=== Extract provided ===
★ ★ ★

On the Security of E-Passports

The global introduction of electronic passports is a large coordinated attempt to increase passport security. Issuing countries can use the technology to combat passport forgery and look-alike fraud. While addressing these security problems other security aspects, e.g. privacy, should not be overlooked. This article discusses the theoretical and practical issues, which impact security for both citizens and issuing countries.

Existing legacy passports are paper based and use related security features. Despite of advanced optical security features paper based travel documents are sensitive to fraud. Two forms of fraud are most notable:

  • Passport forgery; a relatively complex approach where the fraudster uses a false passport, or makes modifications to a passport.
  • Look-alike fraud; a simple approach where the fraudster uses a (stolen) passport of somebody with visual resemblance.

The ICAO (International Civil Aviation Organization) has been working on what they call MRTD (Machine Readable Travel Document) technology for quite a while. This technology should help to reduce fraud and support immigration processes. The MRTD specifications became a globally coordinated attempt to standardize advanced technology to deliver strong identification methods. Rather then using common practices from the security industry the MRTD standards aimed at a revolutionary combination of advanced technology, including contactless smartcards (RFID), public key cryptography, and biometrics.

The MRTD specs support storage of a certificate proving authenticity of the document data. The signed data includes all regular passport data, including a bitmap of the holder’s picture. Further data that may be stored in the e-passport include both static and dynamic information:

  • Custody Information
  • Travel Record Detail(s)
  • Endorsements/Observations
  • Tax/Exit Requirements
  • Contact Details of Person(s) to Notify
  • Visa

Since 2005 several countries have started issuance of e-passports. The first generation of e-passports includes some, but not all, of the planned security features. Biometric verification is generally not supported by the first generation. All 189 ICAO member states are committed to issue e-passports by 2010. From 2007 onward immigration services will start using e-passports. Authorities promote e-passports by issuing visa-waiver programs for travelers with e-passports. A passport that conforms to the MRTD standard can be recognized by the e-passport logo on the cover.

★ ★ ★

=== Data extract ===

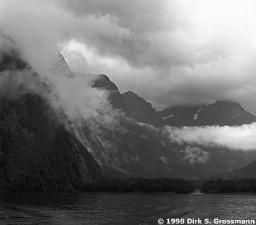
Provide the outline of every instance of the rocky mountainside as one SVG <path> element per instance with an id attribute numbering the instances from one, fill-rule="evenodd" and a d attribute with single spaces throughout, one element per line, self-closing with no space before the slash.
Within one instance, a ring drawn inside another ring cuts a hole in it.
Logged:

★ ★ ★

=== Required actions ===
[A] Answer these questions from the e-passport security text:
(i) Which two forms of fraud does it name as most notable for paper-based travel documents?
(ii) Which three technologies did the MRTD standards aim to combine?
(iii) How many ICAO member states are committed to issuing e-passports by 2010?
[B] Could you write the next part of the e-passport security text, picking up after its last sentence?

=== The answers ===
[A]
(i) Passport forgery and look-alike fraud.
(ii) Contactless smartcards (RFID), public key cryptography, and biometrics.
(iii) All 189.

[B]
Figure 1: The Electronic Passport logo.

Electronic Passport security mechanisms
With the aim to reduce passport fraud the MRTD specs primarily addressed methods to prove the authenticity of passport and its data, and the passport holder. The technology used for this includes PKI (Public Key Infrastructure), dynamic data signing and biometrics. The latter (biometrics) however is still under discussion and not yet fully crystallized in the specifications.

Passive Authentication
PKI (Public Key Infrastructure) technology was chosen to prove the authenticity of the passport data. This technology is successfully applied on the internet for e-commerce, and has gained high popularity. Certificate based authentication requires only reading the certificate by the inspection system, which can then use a cryptographic computation to validate the authenticity using the public key of the issuing country. This method is called passive authentication and satisfies with RFID chips without public key cryptographic facilities, since it involves only static data reading. Although the authenticity of the data can be verified, passive authentication does not guarantee the authenticity of the passport itself: it could be a clone (electronically identical copy).

Active Authentication
The cloning problem is addressed with an optional signing mechanism called active authentication. This method requires the presence of a asymmetric key-pair and public key cryptographic capabilities in the chip. The public key, signed by the issuing country and verified by passive authentication, can be given to the inspection system, which allows verification of a dynamic challenge signed with the private key. While the private key is well protected by the chip it effectively prevents cloning since the inspection system can establish the authenticity of the passport chip with the active authentication mechanism.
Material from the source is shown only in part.